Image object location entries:
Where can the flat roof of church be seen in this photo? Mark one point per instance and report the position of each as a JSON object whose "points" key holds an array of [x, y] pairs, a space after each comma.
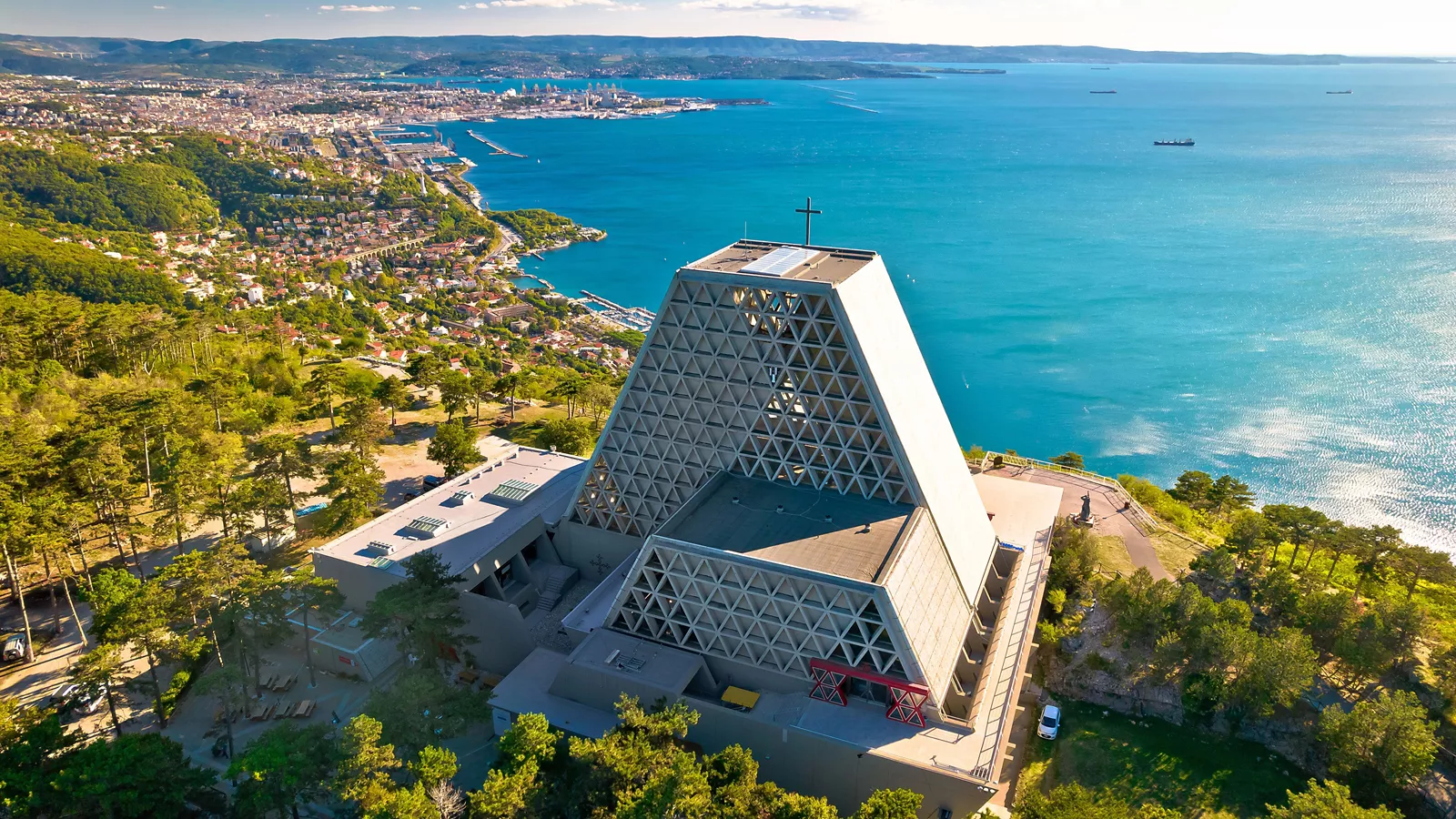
{"points": [[470, 515], [815, 264], [820, 531]]}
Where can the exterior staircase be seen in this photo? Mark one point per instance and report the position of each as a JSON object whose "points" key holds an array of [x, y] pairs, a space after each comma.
{"points": [[558, 581]]}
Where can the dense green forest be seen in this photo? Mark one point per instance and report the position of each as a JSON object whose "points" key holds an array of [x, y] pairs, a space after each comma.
{"points": [[29, 261], [70, 186], [536, 228], [1285, 596]]}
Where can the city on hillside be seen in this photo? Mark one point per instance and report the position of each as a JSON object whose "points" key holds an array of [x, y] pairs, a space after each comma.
{"points": [[319, 499]]}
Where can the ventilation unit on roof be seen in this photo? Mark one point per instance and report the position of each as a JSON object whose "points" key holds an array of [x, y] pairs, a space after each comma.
{"points": [[429, 526], [511, 491]]}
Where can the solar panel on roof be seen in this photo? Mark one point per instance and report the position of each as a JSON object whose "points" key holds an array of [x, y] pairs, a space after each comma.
{"points": [[781, 261]]}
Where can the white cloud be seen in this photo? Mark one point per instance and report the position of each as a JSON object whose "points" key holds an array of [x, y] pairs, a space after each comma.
{"points": [[603, 5], [808, 9]]}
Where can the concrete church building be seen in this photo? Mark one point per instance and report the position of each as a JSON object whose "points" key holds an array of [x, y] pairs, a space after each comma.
{"points": [[776, 526]]}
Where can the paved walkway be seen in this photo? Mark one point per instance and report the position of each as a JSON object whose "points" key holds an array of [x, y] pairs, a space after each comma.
{"points": [[1107, 509]]}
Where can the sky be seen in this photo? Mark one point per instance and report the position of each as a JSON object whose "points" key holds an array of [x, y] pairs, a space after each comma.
{"points": [[1299, 26]]}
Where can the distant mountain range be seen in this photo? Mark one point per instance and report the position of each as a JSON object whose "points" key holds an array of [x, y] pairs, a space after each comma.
{"points": [[587, 56]]}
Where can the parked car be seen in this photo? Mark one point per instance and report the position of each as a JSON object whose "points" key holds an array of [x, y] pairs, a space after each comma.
{"points": [[75, 697], [313, 508], [14, 647], [1050, 722]]}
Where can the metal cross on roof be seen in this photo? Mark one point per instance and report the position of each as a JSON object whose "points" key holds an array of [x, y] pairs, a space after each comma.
{"points": [[808, 213]]}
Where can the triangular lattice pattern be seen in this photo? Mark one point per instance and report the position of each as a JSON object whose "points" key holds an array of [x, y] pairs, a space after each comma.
{"points": [[742, 612], [749, 379]]}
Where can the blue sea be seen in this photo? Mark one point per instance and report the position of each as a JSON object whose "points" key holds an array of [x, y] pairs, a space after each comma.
{"points": [[1278, 302]]}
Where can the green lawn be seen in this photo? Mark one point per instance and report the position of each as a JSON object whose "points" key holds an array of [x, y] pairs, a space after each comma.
{"points": [[1206, 775]]}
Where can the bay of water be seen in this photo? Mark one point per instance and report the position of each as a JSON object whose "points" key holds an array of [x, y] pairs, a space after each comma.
{"points": [[1276, 302]]}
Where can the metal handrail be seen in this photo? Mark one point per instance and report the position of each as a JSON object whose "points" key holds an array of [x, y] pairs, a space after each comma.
{"points": [[1142, 515]]}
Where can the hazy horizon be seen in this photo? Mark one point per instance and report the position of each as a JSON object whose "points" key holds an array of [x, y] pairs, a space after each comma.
{"points": [[1404, 28]]}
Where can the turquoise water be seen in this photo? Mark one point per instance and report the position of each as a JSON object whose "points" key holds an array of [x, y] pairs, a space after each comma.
{"points": [[1276, 302]]}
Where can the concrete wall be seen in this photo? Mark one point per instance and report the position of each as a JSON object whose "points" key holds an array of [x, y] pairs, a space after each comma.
{"points": [[593, 551], [794, 758], [357, 583], [501, 636], [819, 765]]}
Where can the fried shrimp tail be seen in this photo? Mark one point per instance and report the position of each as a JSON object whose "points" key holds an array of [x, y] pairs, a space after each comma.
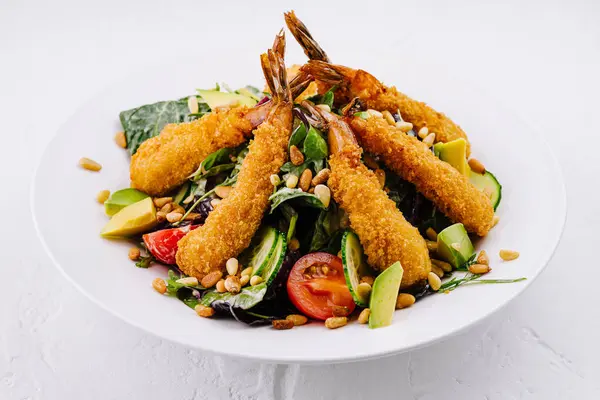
{"points": [[230, 227], [383, 232], [437, 180]]}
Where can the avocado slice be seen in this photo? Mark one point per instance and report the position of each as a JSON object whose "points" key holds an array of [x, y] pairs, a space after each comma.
{"points": [[133, 219], [384, 295], [460, 253], [121, 199], [454, 153], [216, 99]]}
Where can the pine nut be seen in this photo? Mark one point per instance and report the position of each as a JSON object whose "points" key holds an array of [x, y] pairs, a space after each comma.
{"points": [[335, 322], [233, 284], [283, 324], [244, 280], [291, 181], [134, 254], [479, 269], [296, 155], [404, 126], [482, 258], [294, 244], [188, 281], [159, 285], [509, 255], [211, 279], [204, 311], [297, 319], [305, 180], [429, 139], [255, 280], [121, 140], [388, 117], [431, 234], [102, 196], [340, 311], [89, 164], [434, 281], [275, 180], [363, 289], [446, 267], [220, 286], [364, 315], [437, 270], [223, 191], [367, 279], [174, 217], [476, 166], [159, 202], [405, 300], [232, 266], [380, 174], [324, 194], [321, 177]]}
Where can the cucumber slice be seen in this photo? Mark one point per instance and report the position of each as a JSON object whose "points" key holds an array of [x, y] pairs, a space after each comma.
{"points": [[354, 266], [488, 182], [275, 260], [262, 249]]}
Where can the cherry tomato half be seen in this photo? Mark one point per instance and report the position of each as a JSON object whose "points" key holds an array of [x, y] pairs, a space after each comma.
{"points": [[314, 292], [163, 244]]}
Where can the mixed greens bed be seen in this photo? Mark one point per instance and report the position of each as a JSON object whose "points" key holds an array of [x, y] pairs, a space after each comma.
{"points": [[303, 229]]}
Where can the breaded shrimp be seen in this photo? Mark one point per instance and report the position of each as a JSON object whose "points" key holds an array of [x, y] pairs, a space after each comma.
{"points": [[229, 229], [166, 161], [437, 180], [383, 232], [358, 83]]}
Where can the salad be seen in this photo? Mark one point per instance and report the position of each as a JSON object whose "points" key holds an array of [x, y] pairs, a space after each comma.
{"points": [[326, 196]]}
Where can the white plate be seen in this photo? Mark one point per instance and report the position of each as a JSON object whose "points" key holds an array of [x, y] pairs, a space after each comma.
{"points": [[68, 219]]}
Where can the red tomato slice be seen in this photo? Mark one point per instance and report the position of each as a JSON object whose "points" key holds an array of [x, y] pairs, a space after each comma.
{"points": [[163, 244], [315, 293]]}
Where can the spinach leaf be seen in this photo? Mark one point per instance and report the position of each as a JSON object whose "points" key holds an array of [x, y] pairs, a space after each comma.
{"points": [[301, 198], [142, 123]]}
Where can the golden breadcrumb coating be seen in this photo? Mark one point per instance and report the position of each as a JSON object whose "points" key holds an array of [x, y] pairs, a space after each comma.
{"points": [[437, 180]]}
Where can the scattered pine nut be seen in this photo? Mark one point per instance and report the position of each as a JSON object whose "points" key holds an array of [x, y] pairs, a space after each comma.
{"points": [[340, 311], [335, 322], [211, 279], [203, 311], [405, 300], [509, 255], [296, 155], [297, 319], [482, 258], [121, 140], [476, 166], [102, 196], [161, 201], [305, 180], [159, 285], [223, 191], [283, 324], [255, 280], [434, 281], [364, 315], [324, 194], [89, 164], [134, 254], [431, 234], [479, 269], [291, 181]]}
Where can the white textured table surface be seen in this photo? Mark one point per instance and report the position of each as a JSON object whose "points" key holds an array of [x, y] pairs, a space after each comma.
{"points": [[540, 58]]}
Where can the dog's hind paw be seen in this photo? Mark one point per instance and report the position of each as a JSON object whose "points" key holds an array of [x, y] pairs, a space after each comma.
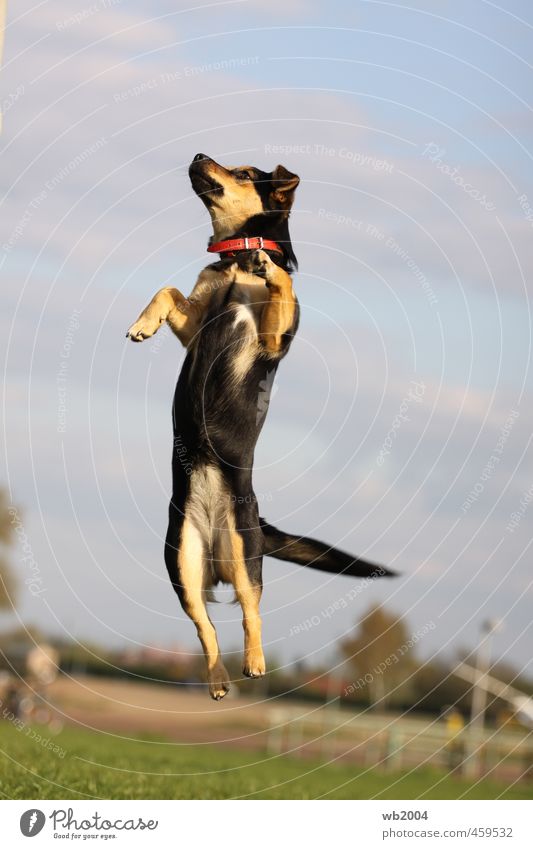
{"points": [[142, 329], [254, 665]]}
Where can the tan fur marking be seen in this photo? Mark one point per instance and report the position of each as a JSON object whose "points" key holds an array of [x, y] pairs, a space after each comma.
{"points": [[192, 569], [239, 202], [248, 597], [277, 315]]}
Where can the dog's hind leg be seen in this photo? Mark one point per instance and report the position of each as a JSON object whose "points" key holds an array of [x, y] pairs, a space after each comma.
{"points": [[246, 578], [190, 581]]}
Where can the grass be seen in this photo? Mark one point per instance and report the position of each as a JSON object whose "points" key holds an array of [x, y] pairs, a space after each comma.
{"points": [[107, 767]]}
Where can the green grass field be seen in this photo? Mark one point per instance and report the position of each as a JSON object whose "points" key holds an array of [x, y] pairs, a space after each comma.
{"points": [[104, 766]]}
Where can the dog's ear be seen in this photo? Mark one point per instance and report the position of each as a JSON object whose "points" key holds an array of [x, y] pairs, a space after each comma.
{"points": [[284, 185]]}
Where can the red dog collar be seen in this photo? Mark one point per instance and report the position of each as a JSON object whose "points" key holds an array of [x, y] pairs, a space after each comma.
{"points": [[231, 246]]}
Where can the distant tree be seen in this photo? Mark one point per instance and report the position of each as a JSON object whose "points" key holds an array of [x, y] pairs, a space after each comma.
{"points": [[381, 656], [7, 535]]}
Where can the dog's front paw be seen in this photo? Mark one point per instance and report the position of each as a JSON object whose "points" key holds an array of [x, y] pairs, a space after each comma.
{"points": [[143, 328], [259, 263]]}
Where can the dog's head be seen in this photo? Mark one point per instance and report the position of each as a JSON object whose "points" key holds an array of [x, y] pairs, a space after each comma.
{"points": [[245, 200]]}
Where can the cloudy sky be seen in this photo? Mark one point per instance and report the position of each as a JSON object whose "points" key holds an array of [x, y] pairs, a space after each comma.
{"points": [[401, 424]]}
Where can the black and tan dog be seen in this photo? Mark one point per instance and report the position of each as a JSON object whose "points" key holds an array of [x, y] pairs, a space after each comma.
{"points": [[237, 325]]}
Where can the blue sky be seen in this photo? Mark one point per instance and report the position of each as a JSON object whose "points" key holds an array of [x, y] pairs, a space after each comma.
{"points": [[411, 130]]}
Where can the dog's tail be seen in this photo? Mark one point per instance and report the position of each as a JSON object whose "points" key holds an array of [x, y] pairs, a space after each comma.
{"points": [[318, 555]]}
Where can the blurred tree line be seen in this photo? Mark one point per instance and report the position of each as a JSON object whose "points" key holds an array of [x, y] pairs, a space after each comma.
{"points": [[379, 667]]}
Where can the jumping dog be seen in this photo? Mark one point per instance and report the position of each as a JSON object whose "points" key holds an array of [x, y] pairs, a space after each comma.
{"points": [[237, 325]]}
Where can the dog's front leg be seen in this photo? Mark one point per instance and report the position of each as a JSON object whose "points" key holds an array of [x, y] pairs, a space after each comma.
{"points": [[279, 312], [168, 305]]}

### Exercise goal
Starting at the line that has "Where can the dog's front leg" and continuing through the end of the material, rewrite those lines with "front" changed to "rear" and everything else left untouched.

### The completed task
Where can the dog's rear leg be seen in this photo? Mark one point per instance and report the position of each as a JSON object whose "points" key holds an array of [x, y] pairs, a space after each comma.
{"points": [[279, 312], [168, 305]]}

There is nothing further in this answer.